[START Data for processing]

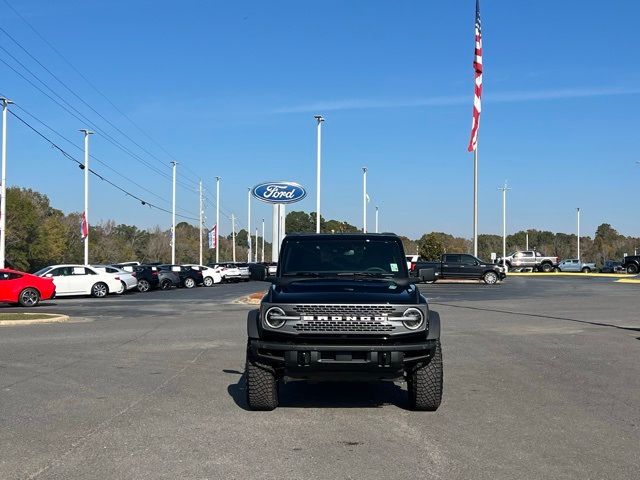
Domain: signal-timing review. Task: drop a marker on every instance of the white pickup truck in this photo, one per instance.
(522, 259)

[END Data for processing]
[START Data for processing]

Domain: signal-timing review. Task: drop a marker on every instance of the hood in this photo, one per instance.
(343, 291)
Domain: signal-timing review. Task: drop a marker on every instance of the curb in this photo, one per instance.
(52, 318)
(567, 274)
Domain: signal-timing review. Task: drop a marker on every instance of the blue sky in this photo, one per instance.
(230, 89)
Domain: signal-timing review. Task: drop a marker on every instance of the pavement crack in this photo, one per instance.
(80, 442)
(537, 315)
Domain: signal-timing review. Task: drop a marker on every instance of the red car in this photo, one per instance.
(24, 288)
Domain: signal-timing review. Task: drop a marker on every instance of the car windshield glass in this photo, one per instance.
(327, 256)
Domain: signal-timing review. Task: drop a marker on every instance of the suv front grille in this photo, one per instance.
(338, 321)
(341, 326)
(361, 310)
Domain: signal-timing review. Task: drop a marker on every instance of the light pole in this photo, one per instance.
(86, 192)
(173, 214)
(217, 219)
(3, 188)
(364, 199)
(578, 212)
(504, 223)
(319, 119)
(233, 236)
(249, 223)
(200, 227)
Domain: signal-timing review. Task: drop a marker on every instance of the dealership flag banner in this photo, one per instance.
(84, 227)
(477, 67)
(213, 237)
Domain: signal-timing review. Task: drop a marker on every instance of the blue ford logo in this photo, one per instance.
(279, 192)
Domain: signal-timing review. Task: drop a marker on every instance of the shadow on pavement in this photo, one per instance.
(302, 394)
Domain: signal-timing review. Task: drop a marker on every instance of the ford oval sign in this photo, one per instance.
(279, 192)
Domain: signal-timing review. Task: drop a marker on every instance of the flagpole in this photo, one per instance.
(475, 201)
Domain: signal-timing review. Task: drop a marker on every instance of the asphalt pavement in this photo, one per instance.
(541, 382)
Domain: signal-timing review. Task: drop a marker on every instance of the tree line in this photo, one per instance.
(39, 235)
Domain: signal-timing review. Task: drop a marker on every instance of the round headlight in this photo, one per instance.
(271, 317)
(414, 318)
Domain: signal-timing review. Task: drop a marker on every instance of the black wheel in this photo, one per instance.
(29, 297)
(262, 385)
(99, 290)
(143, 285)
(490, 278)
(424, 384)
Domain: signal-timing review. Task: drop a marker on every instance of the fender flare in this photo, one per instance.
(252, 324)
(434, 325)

[END Data for processing]

• Problem statement: Pick out every line of the listing above that contains the string "ford", matching case exactly.

• Solution:
Domain: signal-timing review. Task: drop a marker on every instance of the blue ford logo in this photo, one per instance.
Domain: signal-timing review. Task: drop a marker on every instance of the ford oval sign in this photo, one per instance.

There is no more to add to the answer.